SET TASK A | Sum up the Christmas dinner forum thread below in two sentences.
SET TASK B |
Answer these questions from the Christmas dinner forum thread below.
(i) What will breakfast be, according to the post that mentions fondue on Christmas Eve?
(ii) What has Bud9051's wife ordered?
(iii) How long did it take Startingover to get out of the store parking lot?
SET TASK C | Carry on the Christmas dinner forum thread below from its last post.

[BEGIN TEXT SEGMENT]

# Xmas dinner



## Startingover (Apr 18, 2012)

Normally xmas dinner is a repeat of Thanksgiving dinner. This year I just couldn’t muster up the enthusiasm to do it all over again so close to last months cooking marathon. But I didn’t say anything. Daughter may have felt the same as she decided on lasagna. Im making a pecan pie and big salad. ( if there are no more romaine recalls)

It’s been years since I made a pecan pie. My Karo syrup must be 8 yo so I’ll buy new. 

Fondue xmas eve and breakfast will be bakery rolls and hash browns and eggs. Bakery rolls are almost as good as mine and there’s only so much time in a day.


----------



## mark sr (Jun 13, 2017)

I discussed with my wife about the excess [food] of thanksgiving and she agreed we should tone it down for Christmas ..... but whether or not she does remains to be seen.


----------



## Bud9051 (Nov 11, 2015)

We are backing out even further and have reservation at a local restaurant. It really eliminates the cooking and cleaning which the host family often gets stuck with. We will see how it goes. Note, my wife has ordered the killer pies so we will have desert at her house.

Bud


----------



## SeniorSitizen (Sep 10, 2012)

The wife sure put her foot in her mouth. Her and daughter were on the phone discussing this very topic. Wife: what can I bring? Daughter: this, this and this, I'll email you the recipes. I've never made those before.:vs_laugh:


----------



## wooleybooger (Feb 23, 2019)

Well ours will be relatively easy and cheap. No in laws or out laws or family or any others. Hormel canned ham, with normal trimmings we have in the panty, boughten dressing I got to chop stuff for and use homemade chicken stock also on the shelf, and something else but I forget what it will be.


----------



## Startingover (Apr 18, 2012)

Daughter decided to also make chicken parm along with lasagna. I bought tasty fresh mozzarella pearl balls for my salad but she thinks that’s too much cheese. No problem I love them and will snack on them or put in my salad at home. No cheese fondue either. Fine, less work for me. I have fresh green beans, asparagus tips, red peppers, arugula, lettuce, tomatoes, red cabbage, olives, spring onions, sunflower seeds & more for my salad.


----------



## Startingover (Apr 18, 2012)

Oh my gosh. Went the store at noon for one thing and it took almost 15 minutes to get out of the parking lot back to the main road. Traffic is so backed up. Then daughter sent a text wanting me to stop at the paint store along the way. Not for a million dollars.


----------



## Bud9051 (Nov 11, 2015)

One drawback to having the family dinner at a restaurant is "no leftovers". But I'm ready as I have several turkeys in the freezer. I'll see if they will go for a turkey dinner buffet on New Years Eave. One huge casserole dish with sliced turkey and everything else, come one come all.

[END TEXT SEGMENT]
[BEGIN RECORDED DATA]

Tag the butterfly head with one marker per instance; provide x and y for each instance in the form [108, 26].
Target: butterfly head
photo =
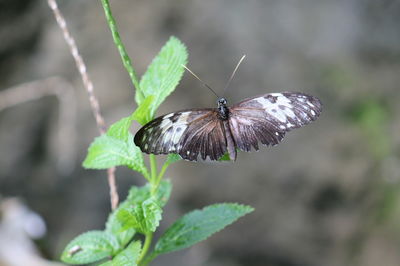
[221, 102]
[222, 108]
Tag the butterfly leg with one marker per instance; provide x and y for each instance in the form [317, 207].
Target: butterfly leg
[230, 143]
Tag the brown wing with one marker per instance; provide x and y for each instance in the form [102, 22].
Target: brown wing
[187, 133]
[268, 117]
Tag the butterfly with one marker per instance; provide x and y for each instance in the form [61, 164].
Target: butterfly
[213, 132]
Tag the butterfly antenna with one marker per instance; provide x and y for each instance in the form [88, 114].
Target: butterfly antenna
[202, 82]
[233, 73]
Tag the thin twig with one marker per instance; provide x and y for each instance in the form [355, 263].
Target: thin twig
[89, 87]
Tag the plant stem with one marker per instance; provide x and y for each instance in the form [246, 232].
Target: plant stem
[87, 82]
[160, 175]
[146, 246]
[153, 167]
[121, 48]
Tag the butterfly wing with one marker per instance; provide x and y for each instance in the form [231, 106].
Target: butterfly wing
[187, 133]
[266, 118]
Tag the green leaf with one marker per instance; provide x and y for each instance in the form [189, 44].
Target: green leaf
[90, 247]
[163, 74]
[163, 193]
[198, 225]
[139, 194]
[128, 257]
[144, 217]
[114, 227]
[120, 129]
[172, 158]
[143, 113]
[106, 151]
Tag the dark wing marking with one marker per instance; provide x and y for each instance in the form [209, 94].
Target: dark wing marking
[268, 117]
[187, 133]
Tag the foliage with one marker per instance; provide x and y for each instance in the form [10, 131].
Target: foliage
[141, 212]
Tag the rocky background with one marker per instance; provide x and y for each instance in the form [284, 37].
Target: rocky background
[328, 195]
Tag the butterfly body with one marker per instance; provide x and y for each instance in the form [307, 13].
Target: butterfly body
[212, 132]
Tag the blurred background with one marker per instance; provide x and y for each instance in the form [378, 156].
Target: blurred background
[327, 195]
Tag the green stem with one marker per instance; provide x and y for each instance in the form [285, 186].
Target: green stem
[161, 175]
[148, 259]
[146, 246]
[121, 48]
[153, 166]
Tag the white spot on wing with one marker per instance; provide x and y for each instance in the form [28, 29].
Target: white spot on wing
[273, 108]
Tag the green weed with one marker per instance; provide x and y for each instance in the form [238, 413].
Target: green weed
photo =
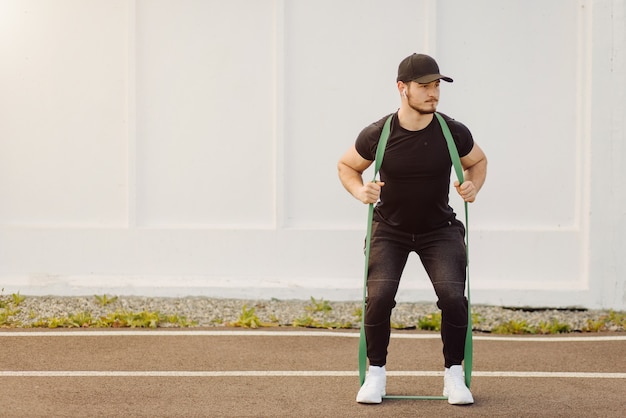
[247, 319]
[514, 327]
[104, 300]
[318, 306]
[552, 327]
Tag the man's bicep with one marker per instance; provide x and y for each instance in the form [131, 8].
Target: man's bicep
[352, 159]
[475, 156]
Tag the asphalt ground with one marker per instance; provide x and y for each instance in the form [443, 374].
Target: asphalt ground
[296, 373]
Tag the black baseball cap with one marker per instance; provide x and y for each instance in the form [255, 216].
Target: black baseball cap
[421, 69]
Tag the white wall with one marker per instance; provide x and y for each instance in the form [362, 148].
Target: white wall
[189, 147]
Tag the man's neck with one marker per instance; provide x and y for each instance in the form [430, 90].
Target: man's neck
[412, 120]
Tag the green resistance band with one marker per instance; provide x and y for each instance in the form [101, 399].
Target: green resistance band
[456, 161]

[END RECORDED DATA]
[BEGIN RECORDED DATA]

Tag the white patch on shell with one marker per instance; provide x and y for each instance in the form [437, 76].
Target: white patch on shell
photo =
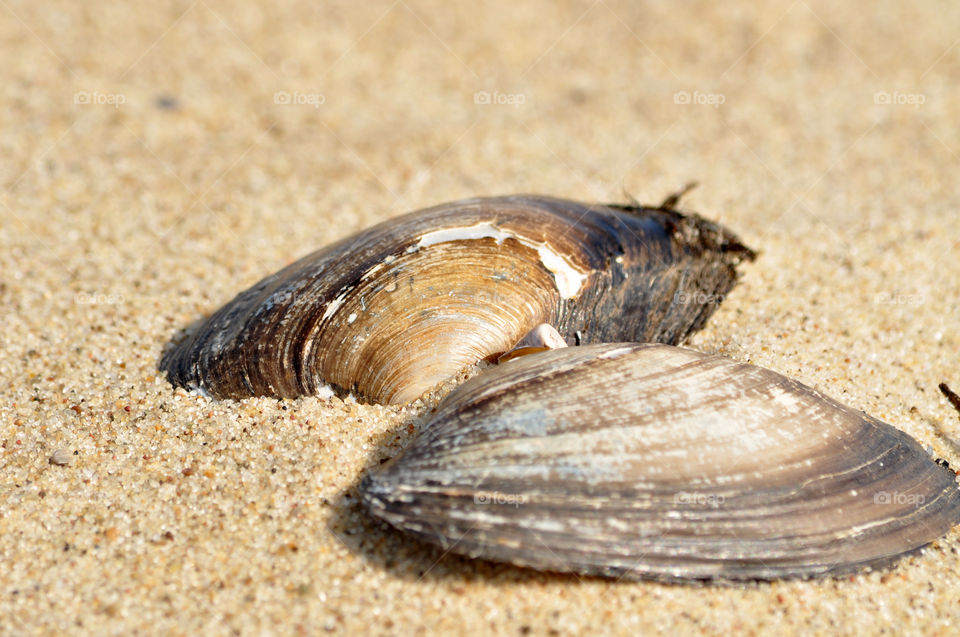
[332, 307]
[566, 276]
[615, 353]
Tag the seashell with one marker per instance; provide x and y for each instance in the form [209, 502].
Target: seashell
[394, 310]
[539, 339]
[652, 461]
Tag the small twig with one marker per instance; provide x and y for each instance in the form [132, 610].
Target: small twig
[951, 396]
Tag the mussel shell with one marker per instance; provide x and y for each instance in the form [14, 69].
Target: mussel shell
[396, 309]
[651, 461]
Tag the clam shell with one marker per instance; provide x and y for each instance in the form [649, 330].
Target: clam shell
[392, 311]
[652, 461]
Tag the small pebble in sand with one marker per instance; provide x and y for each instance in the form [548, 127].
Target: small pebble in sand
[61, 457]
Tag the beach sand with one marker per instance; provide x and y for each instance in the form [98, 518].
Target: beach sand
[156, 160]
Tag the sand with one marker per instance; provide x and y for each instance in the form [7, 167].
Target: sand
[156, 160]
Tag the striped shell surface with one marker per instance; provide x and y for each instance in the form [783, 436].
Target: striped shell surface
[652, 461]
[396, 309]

[END RECORDED DATA]

EXERCISE ANSWER A | Forum members share their Christmas dinner plans, which range from lasagna, chicken parm, pecan pie and a big salad to a restaurant reservation and a simple canned ham meal at home. Some want less work than at Thanksgiving, and one poster, missing the leftovers a restaurant dinner won't give, hopes to hold a turkey buffet on New Year's Eve.

EXERCISE ANSWER B |
(i) Bakery rolls, hash browns and eggs.
(ii) The killer pies.
(iii) Almost 15 minutes.

EXERCISE ANSWER C |
Should work and I get what doesn't fit in the big dish .

Bud


----------



## mark sr (Jun 13, 2017)

> Went the store at noon for one thing and it took almost 15 minutes to get out of the parking lot back to the main road. Traffic is so backed up



That's why I disliked this time of year back when I was still working. Everybody wanted their homes painted for the holidays so you'd wind up working 14-16 hrs a day and then have to fight the holiday traffic just to get home.


----------



## Startingover (Apr 18, 2012)

Mark, you should have charged extra for a rush job.


----------



## Nik333 (Mar 1, 2015)

Startingover said:


> Daughter decided to also make chicken parm along with lasagna. I bought tasty fresh mozzarella pearl balls for my salad but she thinks that’s too much cheese. No problem I love them and will snack on them or put in my salad at home. No cheese fondue either. Fine, less work for me. I have fresh green beans, asparagus tips, red peppers, arugula, lettuce, tomatoes, red cabbage, olives, spring onions, sunflower seeds & more for my salad.



I love the fresh mozzarella with prosciutto, tomato and basil as canapes.


----------



## Old Thomas (Nov 28, 2019)

We have a prime beef tenderloin ready to cook.


----------



## mark sr (Jun 13, 2017)

Startingover said:


> Mark, you should have charged extra for a rush job.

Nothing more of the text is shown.